### PASSAGE FOR REVIEW
US Secretary of State Antony Blinken, who has been shuttling between Middle Eastern capitals in recent days, returned to Israel on Monday after talks in six Arab states, hoping to find ways to alleviate Gaza’s humanitarian crisis.

The trip comes as President Joe Biden, who abruptly called off a trip to Colorado on Monday, is said to be weighing an invitation to visit Israel to show solidarity with Washington’s primary ally in the Middle East.

The Biden administration has warned against more extreme measures, such as mass expulsion of Palestinians, a prospect feared by Palestinian president Mahmud Abbas.

In an interview with CBS News, President Biden offered rare criticism of Israeli actions in Gaza, saying that any bid by Tel Aviv to re-occupy the enclave would be “a mistake”.

The White House has stopped short of calling for a ceasefire, but in remarks made in Cairo, Blinken also said: “Civilians should not have to suffer for Hamas’s atrocities”.

Catastrophe in south Gaza

 Palestinians gather at a site of Israeli strikes in Khan Yunis, in the southern Gaza Strip, on Monday.—Reuters
Palestinians gather at a site of Israeli strikes in Khan Yunis, in the southern Gaza Strip, on Monday.—Reuters

Entire families, young children and the elderly have packed what belongings they can to flee to the southern Gaza Strip, bedding down in any available space, indoors and out.

In southern Gaza, the city of Khan Yunis, usually home to 400,000 people, has more than doubled in population within just days, with terrified families hunkering down wherever they can.

### AVAILABLE DATA

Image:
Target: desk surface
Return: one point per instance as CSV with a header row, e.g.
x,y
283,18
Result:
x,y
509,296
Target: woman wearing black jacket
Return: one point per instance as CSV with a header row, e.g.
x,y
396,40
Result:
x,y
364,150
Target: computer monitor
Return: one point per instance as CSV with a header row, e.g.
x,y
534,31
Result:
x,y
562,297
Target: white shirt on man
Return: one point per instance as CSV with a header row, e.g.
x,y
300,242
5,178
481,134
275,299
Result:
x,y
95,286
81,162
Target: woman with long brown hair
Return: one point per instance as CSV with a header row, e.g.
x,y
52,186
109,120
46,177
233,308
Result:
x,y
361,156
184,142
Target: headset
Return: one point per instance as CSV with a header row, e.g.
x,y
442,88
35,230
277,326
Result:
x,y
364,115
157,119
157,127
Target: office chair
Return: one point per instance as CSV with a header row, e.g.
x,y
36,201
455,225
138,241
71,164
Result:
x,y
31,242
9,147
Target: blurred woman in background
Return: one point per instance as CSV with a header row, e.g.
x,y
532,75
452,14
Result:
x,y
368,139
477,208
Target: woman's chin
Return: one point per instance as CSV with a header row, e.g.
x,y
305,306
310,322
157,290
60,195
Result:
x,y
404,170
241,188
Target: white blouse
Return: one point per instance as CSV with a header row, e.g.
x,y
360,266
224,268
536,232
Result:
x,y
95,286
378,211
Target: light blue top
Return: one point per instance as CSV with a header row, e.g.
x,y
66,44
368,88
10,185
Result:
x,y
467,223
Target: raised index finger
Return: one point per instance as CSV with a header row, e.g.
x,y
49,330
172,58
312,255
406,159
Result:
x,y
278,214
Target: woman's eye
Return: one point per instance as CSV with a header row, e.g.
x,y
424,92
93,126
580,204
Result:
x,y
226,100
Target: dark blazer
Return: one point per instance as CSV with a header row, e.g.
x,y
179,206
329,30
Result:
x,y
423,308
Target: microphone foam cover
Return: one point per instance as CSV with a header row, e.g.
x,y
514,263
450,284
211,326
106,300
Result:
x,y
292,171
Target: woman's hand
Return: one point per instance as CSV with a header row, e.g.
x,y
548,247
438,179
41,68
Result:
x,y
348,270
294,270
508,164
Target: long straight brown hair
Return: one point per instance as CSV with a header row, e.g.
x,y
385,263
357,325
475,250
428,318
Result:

### USING THE INFORMATION
a – In the news passage on Gaza, how many people usually live in the city of Khan Yunis?
b – Reproduce the part of the news passage on Gaza starting at "The White House" and ending at "indoors and out.".
c – Write the next part of the news report on Blinken's trip and the crisis in Gaza, beginning after its final sentence.

### RESULTS FOR EACH TASK
a – Khan Yunis is usually home to 400,000 people.

b –
The White House has stopped short of calling for a ceasefire, but in remarks made in Cairo, Blinken also said: “Civilians should not have to suffer for Hamas’s atrocities”.

Catastrophe in south Gaza

 Palestinians gather at a site of Israeli strikes in Khan Yunis, in the southern Gaza Strip, on Monday.—Reuters
Palestinians gather at a site of Israeli strikes in Khan Yunis, in the southern Gaza Strip, on Monday.—Reuters

Entire families, young children and the elderly have packed what belongings they can to flee to the southern Gaza Strip, bedding down in any available space, indoors and out.

c –
The UN agency supporting Palestinian refugees said on Sunday that one million people had already been displaced in the first week of the conflict — but the number was likely to be higher.

At a mortuary in the southern city of Rafah, Fatma Hamouda said she lost her maternal uncles in an air strike that destroyed the family home.

“The house they were in was supposed to be safe,” she said, crying.

“No electricity, no water, no internet, no cell network, no diapers, no milk. Even if we die of hunger, we will stay here and we will not leave.” Israel said on Sunday it switched water supplies back on in the south to encourage Gazans to leave the north.

“The situation is catastrophic beyond what I could have imagined,” said Jamil Abdullah, a Palestinian-Swede who is hoping to leave after being forced to sleep on the street.

“There are corpses in the streets. Buildings are crashing down on their inhabitants. Blood is everywhere. The smell of the dead is everywhere.”

 A picture shows a damaged UNRWA food aid warehouse and distribution centre due to Israeli strikes in Tall al-Hawa neighbourhood in southern Gaza City on October 16, 2023. — AFP
A picture shows a damaged UNRWA food aid warehouse and distribution centre due to Israeli strikes in Tall al-Hawa neighbourhood in southern Gaza City on October 16, 2023. — AFP

In Gaza City too, authorities were preparing mass graves, said the head of the Government Media Office, Salama Marouf.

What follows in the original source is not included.